### Text extract:
2. The filter cartridge of claim 1, wherein said filter media
includes a pair of said support layers which sandwich said filter
membrane layer therebetween.
3. The filter cartridge of claim 1 or 2, wherein said expanded
polymeric film mesh is formed of a dense plurality of generally
diamond-shaped apertures.
4. The filter cartridge of claim 3, wherein said expanded polymeric
film exhibits an open area of at least about 40%.
5. The filter cartridge of claim 4, wherein said expanded polymeric
film exhibits an open area of between about 50% to about 60%.
6. The filter cartridge of claim 4, wherein said filter membrane
layer and said expanded polymeric film each consists of
polytetrafluoroethylene.
7. A filter cartridge comprising concentrically disposed slotted
core and cage members, and a multilayer pleated filter media
positioned in an annular space established between said core and
cage members, wherein said filter media includes an inner filter
membrane layer sandwiched between a pair of support layers for the
filter membrane layer, wherein each said support layer is an
expanded polymeric film mesh.
8. The filter cartridge of claim 7, wherein said expanded polymeric
film mesh is formed of a dense plurality of generally
diamond-shaped apertures.
9. The filter cartridge of claim 8, wherein said expanded polymeric
film exhibits an open area of at least about 40%.
10. The filter cartridge of claim 8, wherein said expanded
polymeric film exhibits an open area of between about 50% to about
60%.

### Directions:
Resume the filter cartridge claims after their last line, adding further numbered claims in the same style. The records that come next have no connection to the filter cartridge claims.

### Raw data:
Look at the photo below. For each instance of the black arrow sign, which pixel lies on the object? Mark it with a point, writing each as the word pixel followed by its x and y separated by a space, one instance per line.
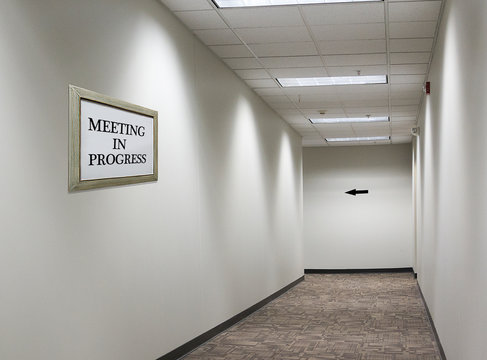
pixel 354 192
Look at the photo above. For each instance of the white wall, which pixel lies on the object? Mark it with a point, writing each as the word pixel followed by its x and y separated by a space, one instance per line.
pixel 452 200
pixel 342 231
pixel 133 272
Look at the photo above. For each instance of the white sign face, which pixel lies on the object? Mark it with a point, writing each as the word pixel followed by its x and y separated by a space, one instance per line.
pixel 114 142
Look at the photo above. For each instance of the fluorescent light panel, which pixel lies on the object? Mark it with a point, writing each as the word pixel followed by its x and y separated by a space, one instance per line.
pixel 246 3
pixel 350 120
pixel 333 80
pixel 371 138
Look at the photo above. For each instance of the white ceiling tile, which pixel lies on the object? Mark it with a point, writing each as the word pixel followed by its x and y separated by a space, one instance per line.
pixel 347 60
pixel 404 113
pixel 295 119
pixel 253 74
pixel 198 20
pixel 319 105
pixel 349 32
pixel 410 58
pixel 357 103
pixel 406 88
pixel 411 45
pixel 403 124
pixel 401 139
pixel 423 29
pixel 399 94
pixel 273 34
pixel 401 132
pixel 352 70
pixel 263 16
pixel 411 69
pixel 275 99
pixel 363 96
pixel 406 101
pixel 407 79
pixel 316 98
pixel 352 90
pixel 344 13
pixel 284 105
pixel 291 61
pixel 409 108
pixel 229 51
pixel 298 72
pixel 414 11
pixel 403 118
pixel 352 47
pixel 326 132
pixel 313 113
pixel 313 90
pixel 307 131
pixel 242 63
pixel 184 5
pixel 218 37
pixel 368 110
pixel 312 142
pixel 306 127
pixel 262 83
pixel 373 132
pixel 284 49
pixel 270 91
pixel 334 128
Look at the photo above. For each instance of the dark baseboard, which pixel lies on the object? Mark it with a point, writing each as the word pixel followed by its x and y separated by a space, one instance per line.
pixel 357 271
pixel 201 339
pixel 440 347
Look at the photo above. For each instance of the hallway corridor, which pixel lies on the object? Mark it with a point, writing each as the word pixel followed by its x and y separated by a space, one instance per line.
pixel 337 316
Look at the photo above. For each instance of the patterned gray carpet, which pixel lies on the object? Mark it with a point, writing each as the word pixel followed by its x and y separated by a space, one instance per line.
pixel 338 316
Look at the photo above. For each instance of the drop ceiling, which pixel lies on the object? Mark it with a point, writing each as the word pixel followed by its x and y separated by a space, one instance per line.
pixel 390 37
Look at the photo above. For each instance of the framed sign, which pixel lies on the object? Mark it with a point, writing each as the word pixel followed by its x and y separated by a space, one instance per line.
pixel 111 142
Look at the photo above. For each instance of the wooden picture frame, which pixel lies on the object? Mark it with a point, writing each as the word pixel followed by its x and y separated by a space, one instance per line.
pixel 100 130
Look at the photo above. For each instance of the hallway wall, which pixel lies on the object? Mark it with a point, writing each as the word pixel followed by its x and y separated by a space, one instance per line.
pixel 452 202
pixel 132 272
pixel 342 231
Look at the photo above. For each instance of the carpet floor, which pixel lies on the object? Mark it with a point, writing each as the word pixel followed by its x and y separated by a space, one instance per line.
pixel 333 316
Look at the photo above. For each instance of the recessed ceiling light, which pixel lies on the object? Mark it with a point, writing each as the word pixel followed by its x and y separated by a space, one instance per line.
pixel 350 120
pixel 333 80
pixel 372 138
pixel 245 3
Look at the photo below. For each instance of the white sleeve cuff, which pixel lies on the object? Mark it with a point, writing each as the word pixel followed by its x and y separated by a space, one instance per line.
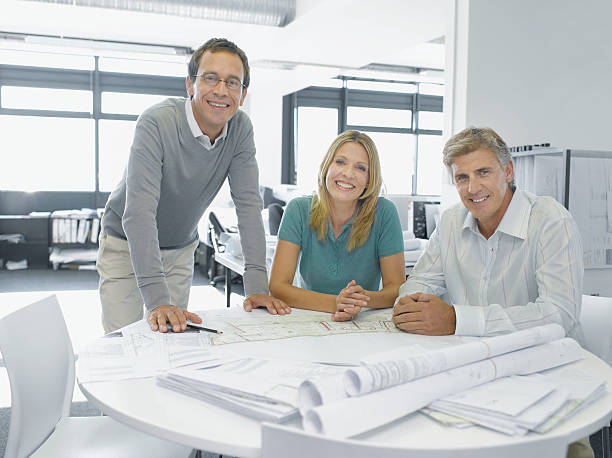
pixel 470 320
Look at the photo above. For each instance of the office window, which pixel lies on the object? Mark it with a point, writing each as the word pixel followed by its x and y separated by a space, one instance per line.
pixel 431 120
pixel 144 67
pixel 396 152
pixel 430 166
pixel 69 120
pixel 405 123
pixel 45 59
pixel 115 142
pixel 38 98
pixel 317 128
pixel 47 154
pixel 122 103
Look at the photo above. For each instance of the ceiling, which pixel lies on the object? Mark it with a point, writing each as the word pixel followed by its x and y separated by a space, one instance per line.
pixel 329 33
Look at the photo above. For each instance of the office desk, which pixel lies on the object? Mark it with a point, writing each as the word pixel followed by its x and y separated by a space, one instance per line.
pixel 164 413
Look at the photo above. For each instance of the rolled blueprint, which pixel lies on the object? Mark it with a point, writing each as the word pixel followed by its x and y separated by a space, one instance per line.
pixel 345 418
pixel 393 371
pixel 321 390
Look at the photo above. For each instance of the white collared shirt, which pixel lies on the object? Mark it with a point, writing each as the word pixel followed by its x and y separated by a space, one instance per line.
pixel 528 273
pixel 195 129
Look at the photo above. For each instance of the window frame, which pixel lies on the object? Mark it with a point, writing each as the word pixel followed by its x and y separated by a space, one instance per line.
pixel 342 98
pixel 95 81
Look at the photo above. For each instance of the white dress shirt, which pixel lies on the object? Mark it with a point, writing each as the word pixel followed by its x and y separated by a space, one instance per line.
pixel 195 129
pixel 528 273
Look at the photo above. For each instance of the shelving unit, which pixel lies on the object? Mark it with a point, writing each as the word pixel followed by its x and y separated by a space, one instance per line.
pixel 74 237
pixel 35 246
pixel 582 181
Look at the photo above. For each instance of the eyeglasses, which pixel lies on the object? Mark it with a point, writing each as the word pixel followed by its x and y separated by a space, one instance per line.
pixel 211 79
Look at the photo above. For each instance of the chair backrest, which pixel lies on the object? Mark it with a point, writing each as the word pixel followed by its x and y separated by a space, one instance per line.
pixel 596 323
pixel 281 441
pixel 216 229
pixel 275 214
pixel 39 360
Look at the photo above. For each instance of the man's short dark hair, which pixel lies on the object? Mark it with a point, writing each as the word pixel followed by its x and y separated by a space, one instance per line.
pixel 215 45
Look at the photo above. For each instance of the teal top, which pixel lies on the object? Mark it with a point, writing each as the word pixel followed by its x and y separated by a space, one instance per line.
pixel 325 266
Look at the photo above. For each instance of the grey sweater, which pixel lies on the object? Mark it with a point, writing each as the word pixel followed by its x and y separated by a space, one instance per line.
pixel 169 182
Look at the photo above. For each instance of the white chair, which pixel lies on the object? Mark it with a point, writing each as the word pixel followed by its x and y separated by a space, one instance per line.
pixel 281 441
pixel 39 360
pixel 596 322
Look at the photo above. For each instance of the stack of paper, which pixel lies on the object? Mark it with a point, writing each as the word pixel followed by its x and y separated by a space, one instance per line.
pixel 139 352
pixel 262 389
pixel 392 385
pixel 516 405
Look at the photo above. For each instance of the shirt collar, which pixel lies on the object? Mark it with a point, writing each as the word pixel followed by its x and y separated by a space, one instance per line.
pixel 195 129
pixel 515 220
pixel 345 229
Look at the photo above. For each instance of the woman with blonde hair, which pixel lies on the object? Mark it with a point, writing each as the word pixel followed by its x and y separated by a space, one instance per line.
pixel 343 239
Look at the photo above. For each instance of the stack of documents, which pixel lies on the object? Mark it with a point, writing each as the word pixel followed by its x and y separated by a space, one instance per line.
pixel 262 389
pixel 138 352
pixel 391 386
pixel 516 405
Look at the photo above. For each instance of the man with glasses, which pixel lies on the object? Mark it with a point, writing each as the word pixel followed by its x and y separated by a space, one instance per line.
pixel 183 150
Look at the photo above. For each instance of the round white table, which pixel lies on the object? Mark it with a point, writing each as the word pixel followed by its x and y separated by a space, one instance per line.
pixel 140 403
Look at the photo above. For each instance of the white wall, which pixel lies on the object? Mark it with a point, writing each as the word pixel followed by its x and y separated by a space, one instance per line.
pixel 535 72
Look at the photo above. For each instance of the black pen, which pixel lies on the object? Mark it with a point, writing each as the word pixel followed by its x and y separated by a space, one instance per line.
pixel 203 328
pixel 195 327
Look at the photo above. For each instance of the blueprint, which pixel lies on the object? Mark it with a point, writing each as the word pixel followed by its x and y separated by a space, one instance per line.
pixel 243 327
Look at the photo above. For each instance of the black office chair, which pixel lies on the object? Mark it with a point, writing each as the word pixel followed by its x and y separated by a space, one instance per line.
pixel 215 229
pixel 275 214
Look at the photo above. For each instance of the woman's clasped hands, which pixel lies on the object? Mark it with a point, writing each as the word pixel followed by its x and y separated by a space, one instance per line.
pixel 349 302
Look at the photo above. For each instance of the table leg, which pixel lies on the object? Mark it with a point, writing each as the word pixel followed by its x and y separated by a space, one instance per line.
pixel 228 285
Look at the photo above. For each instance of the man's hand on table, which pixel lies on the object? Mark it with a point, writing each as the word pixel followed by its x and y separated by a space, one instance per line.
pixel 159 316
pixel 275 306
pixel 427 314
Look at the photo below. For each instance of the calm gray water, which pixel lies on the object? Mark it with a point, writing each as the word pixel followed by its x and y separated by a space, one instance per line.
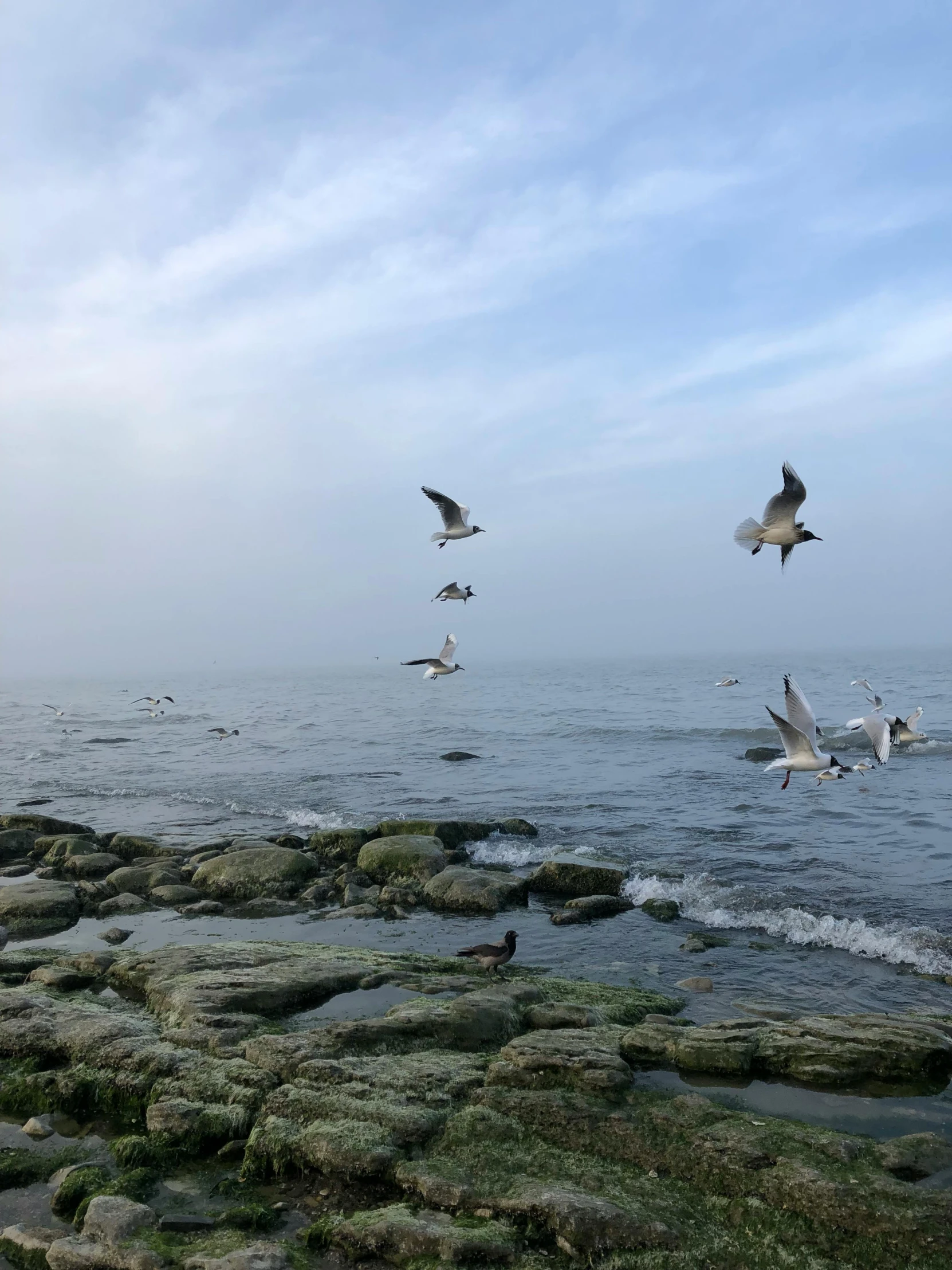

### Answer below:
11. The filter cartridge of claim 7, wherein said filter membrane
layer and said expanded polymeric film each consist of
polytetrafluoroethylene.
12. The filter cartridge of claim 1 or 7, wherein pleats of the
multilayer pleated filter media have elongate pleat axes disposed
substantially parallel to a central longitudinal axis of the filter
cartridge, and wherein said expanded polymeric film mesh is formed
of a dense plurality of generally diamond-shaped apertures having
respective long and short dimensions; and wherein said expanded
polymeric film mesh is disposed such that said long dimensions of
said diamond-shaped apertures thereof are oriented substantially
transverse to said elongate pleat axes of the pleated filter
media.
13. The filter cartridge of claim 12, wherein said filter media
includes a pair of said support layers which sandwich said filter
membrane layer therebetween.
14. The filter cartridge of claim 12, wherein each of said filter
membrane layer and said expanded polymeric film consists of
polytetrafluoroethylene.
15. The filter cartridge of claim 12, wherein said expanded
polymeric film exhibits an open area of at least about 40%.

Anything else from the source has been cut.